━━━━━ Supplied records
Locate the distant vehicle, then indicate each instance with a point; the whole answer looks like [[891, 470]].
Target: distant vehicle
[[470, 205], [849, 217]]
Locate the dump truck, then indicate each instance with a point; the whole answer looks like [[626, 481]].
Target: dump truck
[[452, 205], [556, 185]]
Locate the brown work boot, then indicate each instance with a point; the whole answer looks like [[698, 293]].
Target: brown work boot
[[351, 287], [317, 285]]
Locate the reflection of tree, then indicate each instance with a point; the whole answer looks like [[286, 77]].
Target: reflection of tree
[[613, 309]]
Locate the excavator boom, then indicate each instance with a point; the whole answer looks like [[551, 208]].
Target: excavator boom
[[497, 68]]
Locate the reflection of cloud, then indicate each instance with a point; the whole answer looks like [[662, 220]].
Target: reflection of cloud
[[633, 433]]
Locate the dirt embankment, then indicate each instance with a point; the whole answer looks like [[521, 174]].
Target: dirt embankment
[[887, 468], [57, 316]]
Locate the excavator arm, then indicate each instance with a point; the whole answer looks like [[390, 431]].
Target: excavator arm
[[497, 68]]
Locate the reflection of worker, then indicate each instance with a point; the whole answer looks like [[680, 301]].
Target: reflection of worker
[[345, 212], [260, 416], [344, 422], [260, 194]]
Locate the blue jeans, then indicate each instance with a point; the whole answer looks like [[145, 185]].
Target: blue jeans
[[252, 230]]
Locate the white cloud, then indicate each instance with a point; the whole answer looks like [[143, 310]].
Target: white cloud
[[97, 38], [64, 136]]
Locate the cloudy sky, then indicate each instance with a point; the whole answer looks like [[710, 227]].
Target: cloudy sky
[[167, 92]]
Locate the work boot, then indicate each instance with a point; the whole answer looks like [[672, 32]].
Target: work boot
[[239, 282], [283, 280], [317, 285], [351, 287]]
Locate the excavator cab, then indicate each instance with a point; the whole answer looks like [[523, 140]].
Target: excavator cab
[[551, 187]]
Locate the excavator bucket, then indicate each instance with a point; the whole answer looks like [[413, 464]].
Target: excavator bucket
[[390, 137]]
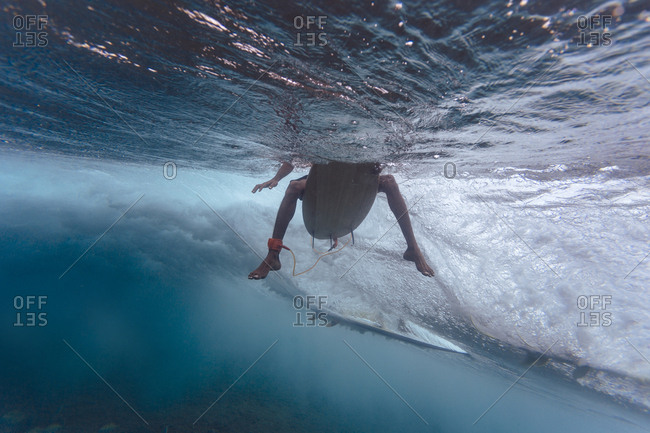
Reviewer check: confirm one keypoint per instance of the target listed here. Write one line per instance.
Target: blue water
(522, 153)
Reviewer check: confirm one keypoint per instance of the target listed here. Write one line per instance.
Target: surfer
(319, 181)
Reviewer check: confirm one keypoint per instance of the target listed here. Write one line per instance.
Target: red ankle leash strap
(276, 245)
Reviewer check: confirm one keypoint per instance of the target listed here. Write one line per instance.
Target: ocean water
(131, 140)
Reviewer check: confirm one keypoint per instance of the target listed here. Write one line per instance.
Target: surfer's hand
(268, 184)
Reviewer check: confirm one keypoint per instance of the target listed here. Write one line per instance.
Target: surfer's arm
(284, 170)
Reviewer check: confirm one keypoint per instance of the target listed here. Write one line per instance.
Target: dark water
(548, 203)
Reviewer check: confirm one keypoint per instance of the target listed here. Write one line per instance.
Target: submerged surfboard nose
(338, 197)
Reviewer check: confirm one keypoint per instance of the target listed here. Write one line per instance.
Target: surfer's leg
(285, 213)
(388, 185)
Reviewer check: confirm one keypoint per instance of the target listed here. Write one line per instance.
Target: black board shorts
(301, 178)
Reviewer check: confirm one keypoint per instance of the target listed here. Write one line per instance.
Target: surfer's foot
━━━━━━━━━━
Copy every record above word for word, leaving out the pictures.

Locate the distant vehicle, then indicate each instance with a point; the whole answer looks like [[891, 470]].
Target: distant vehicle
[[470, 205], [849, 217]]
Locate the dump truck, then indicate each instance with a point; the whole answer looks like [[626, 481]].
Target: dump truck
[[452, 205], [556, 185]]
Locate the brown work boot, then indicate each instance with a point; the whole answer looks like [[698, 293]].
Target: brown work boot
[[351, 287], [317, 285]]
Locate the reflection of tree, then indicate each instance with a point; the whole answer looks like [[286, 77]].
Target: reflection of tree
[[613, 309]]
Locate the excavator boom, then indicate each instance with a point; the whole answer looks like [[551, 208]].
Target: excavator boom
[[497, 68]]
Locate the reflection of cloud, then indicate each instance with a point; the whole answer looks like [[662, 220]].
Target: reflection of cloud
[[633, 433]]
Locate the dirt embankment, then indicate each instance with a point; the whole answer looks like [[521, 174]].
Target: dirt embankment
[[887, 468], [57, 316]]
Locate the excavator arm, then indicate each instance with a point; the whole answer looks like [[390, 431]].
Target: excavator arm
[[497, 68]]
Locate the reflection of worker, then indicate each instance with a point; the whole answer looks like [[680, 301]].
Target: reflection of worker
[[345, 212], [260, 416], [344, 422], [260, 194]]
Locate the blue jeans, then indicate each instance with a point; the whole answer looks like [[145, 185]].
Target: blue jeans
[[252, 230]]
Locate the white cloud, then indicate each instance with a point; the whole answer looks like [[143, 310]].
Target: white cloud
[[97, 38], [64, 136]]
Locate the cloudy sky, then indicate each instance with a point; the whole answer looks like [[710, 227]].
Target: cloudy sky
[[167, 92]]
Locate the work boot, then indicate each instance with a point; the whole answer looks like [[672, 32]].
Target: work boot
[[239, 282], [283, 280], [317, 285], [351, 287]]
Locate the excavator cab, then indicate each instance with a point; the whole answer looks like [[523, 140]].
Target: excavator cab
[[551, 187]]
Locate the excavator bucket, then indicate each instance with a point; the whole answer looks like [[413, 464]].
Target: excavator bucket
[[390, 137]]
Reviewer check: confirm one keypoint per instance of the target listed here. Write one line per instance.
Target: blue water
(522, 153)
Reviewer check: confirm one keypoint per instance of the target listed here. Write one line per instance.
Target: surfer
(319, 181)
Reviewer check: confirm one keypoint per instance of the target listed here. Write one line per instance.
Target: red ankle leash strap
(276, 245)
Reviewer check: confirm one keypoint per instance of the target listed here. Write one line per instance.
Target: ocean water
(131, 140)
Reviewer check: confirm one keypoint per instance of the target listed here. Write one line per instance.
Target: surfer's hand
(268, 184)
Reviewer check: confirm one keypoint per instance of the target listed here. Write one line per instance.
Target: surfer's arm
(284, 170)
Reviewer check: confirm one keypoint per instance of the target listed here. Write one line per instance.
Target: dark water
(548, 203)
Reviewer check: confirm one keypoint per instance of the target listed here. Write one line per instance.
Target: submerged surfboard nose
(338, 197)
Reviewer check: confirm one keypoint per instance of the target listed here. Write one line per instance.
Target: surfer's leg
(285, 213)
(388, 185)
Reviewer check: confirm one keypoint per instance of the target listed here. Write one line per instance.
Target: black board shorts
(301, 178)
Reviewer check: confirm one keypoint per instance of the target listed here. Write one line per instance.
Target: surfer's foot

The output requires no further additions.